## EXERCISE INPUT
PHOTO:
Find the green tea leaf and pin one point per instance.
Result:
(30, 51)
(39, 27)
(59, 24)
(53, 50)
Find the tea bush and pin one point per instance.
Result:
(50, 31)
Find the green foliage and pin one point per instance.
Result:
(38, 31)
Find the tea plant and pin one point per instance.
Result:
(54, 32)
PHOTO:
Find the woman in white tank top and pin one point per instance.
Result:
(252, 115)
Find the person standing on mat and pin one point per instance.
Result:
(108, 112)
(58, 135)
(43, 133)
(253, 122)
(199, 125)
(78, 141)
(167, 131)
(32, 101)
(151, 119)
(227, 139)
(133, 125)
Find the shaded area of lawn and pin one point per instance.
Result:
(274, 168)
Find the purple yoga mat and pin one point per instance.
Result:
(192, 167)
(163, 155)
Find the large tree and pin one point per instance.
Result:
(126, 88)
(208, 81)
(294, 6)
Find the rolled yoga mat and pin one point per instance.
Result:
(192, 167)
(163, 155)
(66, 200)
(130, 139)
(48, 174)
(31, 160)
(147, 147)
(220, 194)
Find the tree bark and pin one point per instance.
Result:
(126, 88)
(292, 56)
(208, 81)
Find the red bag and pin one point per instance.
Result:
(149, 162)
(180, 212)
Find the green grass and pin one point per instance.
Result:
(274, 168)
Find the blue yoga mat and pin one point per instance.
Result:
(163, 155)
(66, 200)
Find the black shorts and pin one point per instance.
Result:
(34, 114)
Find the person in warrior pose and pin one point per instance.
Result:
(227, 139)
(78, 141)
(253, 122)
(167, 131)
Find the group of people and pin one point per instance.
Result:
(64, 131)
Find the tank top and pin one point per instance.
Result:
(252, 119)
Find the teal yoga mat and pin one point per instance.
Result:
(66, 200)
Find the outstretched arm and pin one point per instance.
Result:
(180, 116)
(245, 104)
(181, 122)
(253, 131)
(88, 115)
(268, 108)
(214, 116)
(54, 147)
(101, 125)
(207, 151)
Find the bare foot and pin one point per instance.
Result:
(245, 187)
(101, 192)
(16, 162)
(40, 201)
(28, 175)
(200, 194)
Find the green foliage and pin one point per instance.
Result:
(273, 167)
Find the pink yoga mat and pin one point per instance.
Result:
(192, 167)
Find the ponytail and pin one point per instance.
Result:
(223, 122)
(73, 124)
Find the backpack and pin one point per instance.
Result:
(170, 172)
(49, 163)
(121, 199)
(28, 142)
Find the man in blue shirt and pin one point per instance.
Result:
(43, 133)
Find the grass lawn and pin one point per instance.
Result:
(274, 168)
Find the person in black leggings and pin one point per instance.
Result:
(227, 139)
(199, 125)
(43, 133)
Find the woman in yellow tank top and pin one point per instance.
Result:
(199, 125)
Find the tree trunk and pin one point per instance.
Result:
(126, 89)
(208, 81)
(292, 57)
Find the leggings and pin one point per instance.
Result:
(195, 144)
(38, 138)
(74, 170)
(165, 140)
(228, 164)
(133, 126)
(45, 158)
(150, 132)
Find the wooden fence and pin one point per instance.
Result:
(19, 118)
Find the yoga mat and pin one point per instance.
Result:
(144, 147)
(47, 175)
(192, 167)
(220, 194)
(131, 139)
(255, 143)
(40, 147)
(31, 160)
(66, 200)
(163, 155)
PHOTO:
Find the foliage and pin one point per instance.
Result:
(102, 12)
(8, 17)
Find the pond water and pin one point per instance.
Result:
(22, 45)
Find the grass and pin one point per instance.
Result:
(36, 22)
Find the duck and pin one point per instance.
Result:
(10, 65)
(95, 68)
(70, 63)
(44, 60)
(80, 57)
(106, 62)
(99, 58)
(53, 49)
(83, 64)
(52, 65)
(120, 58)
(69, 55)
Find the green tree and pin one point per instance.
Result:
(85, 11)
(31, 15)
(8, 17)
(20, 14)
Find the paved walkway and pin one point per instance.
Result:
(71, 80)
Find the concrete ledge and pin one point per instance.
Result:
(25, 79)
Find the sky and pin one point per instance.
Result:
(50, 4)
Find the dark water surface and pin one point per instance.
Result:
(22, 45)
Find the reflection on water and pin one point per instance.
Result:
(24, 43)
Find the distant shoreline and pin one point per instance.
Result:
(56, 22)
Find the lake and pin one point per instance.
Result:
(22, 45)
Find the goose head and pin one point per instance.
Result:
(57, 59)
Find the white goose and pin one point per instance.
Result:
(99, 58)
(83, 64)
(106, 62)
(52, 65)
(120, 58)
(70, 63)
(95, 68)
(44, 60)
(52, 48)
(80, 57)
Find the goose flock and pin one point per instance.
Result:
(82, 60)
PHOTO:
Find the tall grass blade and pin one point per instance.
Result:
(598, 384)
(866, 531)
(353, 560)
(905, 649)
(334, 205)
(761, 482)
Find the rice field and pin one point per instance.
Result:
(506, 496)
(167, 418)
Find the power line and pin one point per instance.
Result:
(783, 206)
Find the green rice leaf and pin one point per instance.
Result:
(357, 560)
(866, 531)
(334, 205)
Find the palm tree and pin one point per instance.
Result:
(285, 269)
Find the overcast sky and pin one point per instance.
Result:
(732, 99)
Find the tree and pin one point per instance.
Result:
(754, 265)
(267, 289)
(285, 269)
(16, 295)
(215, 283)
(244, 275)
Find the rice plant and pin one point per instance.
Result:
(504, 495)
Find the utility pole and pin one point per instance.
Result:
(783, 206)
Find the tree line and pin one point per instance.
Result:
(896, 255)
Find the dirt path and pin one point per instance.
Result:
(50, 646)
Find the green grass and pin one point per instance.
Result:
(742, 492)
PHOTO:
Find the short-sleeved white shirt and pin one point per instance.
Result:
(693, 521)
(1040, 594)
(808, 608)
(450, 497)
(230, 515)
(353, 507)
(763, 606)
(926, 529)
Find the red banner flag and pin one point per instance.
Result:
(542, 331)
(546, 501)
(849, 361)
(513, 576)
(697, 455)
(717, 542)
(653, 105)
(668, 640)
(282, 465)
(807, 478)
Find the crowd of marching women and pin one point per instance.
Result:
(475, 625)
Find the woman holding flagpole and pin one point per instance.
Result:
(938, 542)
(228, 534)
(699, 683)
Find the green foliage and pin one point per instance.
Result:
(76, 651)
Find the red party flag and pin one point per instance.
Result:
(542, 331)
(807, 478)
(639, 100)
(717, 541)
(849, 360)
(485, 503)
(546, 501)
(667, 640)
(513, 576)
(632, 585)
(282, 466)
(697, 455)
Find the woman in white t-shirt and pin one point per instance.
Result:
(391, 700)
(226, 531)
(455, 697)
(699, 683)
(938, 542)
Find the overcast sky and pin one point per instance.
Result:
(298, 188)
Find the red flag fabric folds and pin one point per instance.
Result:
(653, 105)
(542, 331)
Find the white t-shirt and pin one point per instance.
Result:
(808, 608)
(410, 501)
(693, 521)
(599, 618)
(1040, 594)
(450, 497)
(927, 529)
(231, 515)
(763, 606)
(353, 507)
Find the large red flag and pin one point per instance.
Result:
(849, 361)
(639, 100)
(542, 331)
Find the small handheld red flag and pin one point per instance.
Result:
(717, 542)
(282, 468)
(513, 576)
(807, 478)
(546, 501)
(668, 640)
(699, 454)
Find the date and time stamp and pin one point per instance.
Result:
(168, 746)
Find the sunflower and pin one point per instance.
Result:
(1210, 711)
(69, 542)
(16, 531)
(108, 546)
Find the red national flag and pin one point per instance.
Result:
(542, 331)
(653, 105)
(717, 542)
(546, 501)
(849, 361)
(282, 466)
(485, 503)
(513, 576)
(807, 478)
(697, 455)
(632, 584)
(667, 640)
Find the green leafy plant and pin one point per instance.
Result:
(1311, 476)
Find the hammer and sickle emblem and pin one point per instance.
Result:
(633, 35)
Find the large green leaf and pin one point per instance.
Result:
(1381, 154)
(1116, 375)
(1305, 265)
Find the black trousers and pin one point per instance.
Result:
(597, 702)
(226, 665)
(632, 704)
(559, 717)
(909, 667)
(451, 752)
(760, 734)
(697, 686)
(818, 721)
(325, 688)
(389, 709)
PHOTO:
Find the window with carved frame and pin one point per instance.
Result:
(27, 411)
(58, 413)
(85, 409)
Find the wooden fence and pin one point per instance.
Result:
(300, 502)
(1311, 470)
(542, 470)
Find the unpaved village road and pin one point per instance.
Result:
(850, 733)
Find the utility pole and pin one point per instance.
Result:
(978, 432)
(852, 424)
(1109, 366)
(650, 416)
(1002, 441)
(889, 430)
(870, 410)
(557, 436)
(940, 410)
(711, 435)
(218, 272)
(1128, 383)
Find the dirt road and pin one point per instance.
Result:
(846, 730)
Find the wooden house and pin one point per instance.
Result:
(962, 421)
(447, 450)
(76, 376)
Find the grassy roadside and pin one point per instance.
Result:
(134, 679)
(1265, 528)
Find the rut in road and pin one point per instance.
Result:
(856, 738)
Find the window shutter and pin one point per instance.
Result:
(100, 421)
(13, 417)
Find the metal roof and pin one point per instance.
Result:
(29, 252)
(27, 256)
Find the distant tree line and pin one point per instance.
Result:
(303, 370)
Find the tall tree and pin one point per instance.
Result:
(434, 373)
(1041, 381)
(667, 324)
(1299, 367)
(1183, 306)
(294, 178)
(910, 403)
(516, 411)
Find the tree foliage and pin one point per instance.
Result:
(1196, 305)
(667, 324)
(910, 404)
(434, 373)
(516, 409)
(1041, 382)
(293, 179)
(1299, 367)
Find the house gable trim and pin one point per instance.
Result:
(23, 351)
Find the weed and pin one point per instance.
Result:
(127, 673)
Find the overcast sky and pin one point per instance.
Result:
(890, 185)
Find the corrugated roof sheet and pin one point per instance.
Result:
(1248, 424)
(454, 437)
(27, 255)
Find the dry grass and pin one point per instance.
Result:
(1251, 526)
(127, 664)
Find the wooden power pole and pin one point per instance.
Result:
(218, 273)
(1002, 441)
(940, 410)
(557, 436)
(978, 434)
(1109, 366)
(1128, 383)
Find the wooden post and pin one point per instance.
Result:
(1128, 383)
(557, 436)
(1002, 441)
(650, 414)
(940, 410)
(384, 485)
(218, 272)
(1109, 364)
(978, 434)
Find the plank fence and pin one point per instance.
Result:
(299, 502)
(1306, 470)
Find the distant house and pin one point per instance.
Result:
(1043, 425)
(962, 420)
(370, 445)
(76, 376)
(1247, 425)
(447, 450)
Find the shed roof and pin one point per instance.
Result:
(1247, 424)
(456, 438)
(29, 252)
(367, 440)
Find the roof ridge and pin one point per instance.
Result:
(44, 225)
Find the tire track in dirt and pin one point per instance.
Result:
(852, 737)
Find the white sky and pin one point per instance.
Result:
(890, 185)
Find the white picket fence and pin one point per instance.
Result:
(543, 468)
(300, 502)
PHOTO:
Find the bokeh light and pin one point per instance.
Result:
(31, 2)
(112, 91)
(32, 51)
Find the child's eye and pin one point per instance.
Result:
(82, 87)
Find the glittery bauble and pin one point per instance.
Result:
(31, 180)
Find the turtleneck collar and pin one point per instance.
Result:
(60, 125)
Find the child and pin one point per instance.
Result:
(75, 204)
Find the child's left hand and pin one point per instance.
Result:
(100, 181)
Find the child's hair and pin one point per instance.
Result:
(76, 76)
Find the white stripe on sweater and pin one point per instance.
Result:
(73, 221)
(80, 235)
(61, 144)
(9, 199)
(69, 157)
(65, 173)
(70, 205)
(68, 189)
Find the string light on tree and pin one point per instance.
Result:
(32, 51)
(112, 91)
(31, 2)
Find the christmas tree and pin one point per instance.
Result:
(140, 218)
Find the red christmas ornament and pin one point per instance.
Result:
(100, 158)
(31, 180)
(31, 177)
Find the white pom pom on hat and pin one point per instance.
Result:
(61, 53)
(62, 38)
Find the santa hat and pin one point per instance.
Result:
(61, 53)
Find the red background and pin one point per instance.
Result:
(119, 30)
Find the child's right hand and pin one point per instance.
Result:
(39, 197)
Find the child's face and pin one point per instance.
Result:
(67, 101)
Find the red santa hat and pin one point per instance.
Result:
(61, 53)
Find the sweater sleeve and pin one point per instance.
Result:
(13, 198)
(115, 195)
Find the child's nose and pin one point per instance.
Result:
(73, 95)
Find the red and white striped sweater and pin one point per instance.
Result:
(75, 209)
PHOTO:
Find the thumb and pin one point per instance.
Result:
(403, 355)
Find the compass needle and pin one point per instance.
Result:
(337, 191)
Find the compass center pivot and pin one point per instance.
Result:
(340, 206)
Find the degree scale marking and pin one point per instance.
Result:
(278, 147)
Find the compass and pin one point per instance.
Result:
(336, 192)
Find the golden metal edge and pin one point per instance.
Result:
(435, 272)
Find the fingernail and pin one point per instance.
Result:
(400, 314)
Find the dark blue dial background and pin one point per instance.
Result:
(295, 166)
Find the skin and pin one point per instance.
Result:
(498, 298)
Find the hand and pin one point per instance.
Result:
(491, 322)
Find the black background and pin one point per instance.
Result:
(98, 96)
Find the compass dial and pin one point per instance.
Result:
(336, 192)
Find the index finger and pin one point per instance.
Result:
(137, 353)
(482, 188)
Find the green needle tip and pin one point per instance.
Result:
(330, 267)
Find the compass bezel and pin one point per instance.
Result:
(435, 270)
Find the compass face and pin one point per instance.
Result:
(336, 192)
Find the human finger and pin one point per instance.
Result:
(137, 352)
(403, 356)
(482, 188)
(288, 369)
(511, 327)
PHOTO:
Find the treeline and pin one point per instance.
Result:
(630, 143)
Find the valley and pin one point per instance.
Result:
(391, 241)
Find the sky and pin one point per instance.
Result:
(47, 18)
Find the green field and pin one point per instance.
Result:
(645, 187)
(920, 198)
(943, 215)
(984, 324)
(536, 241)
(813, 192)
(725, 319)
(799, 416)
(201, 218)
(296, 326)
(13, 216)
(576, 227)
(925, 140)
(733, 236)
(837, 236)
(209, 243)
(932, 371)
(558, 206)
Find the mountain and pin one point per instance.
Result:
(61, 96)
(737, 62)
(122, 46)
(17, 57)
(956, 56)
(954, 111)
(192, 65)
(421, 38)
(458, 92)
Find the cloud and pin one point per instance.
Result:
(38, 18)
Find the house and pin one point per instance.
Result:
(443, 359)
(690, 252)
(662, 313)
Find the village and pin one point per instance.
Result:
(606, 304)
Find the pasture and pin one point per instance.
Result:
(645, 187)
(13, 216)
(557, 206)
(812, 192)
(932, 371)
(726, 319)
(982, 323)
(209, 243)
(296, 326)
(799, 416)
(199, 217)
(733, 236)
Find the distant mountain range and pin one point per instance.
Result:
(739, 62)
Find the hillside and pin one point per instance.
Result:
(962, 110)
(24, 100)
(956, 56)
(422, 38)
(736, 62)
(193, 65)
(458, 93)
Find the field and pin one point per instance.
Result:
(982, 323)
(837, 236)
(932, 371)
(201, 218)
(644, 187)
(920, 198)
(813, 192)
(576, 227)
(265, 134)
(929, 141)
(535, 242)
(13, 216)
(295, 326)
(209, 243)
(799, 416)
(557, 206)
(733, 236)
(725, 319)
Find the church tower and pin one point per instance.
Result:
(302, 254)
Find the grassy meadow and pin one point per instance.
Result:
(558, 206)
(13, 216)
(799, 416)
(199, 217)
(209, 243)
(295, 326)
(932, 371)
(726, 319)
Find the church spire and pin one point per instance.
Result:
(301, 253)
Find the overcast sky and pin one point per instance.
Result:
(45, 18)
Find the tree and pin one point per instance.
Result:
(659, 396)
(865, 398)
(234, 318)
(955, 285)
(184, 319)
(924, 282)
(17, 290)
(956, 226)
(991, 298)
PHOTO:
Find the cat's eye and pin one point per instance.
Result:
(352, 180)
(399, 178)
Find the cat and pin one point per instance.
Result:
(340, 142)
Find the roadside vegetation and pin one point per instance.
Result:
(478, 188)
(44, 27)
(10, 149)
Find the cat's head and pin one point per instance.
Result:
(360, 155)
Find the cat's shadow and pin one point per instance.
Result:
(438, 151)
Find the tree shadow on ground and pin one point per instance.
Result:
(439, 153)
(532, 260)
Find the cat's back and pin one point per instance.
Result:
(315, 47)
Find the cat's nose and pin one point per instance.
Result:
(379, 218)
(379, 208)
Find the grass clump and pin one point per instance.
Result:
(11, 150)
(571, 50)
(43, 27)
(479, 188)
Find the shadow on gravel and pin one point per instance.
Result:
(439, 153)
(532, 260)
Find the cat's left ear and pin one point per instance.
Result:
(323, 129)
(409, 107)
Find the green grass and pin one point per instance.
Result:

## WORK INSTRUCTIONS
Where a line above contains the word "dial", copy that line.

## ANSWER TO THE PROBLEM
Find the dark blue dial background and pin one point per instance.
Find the compass dial and pin one point per instance.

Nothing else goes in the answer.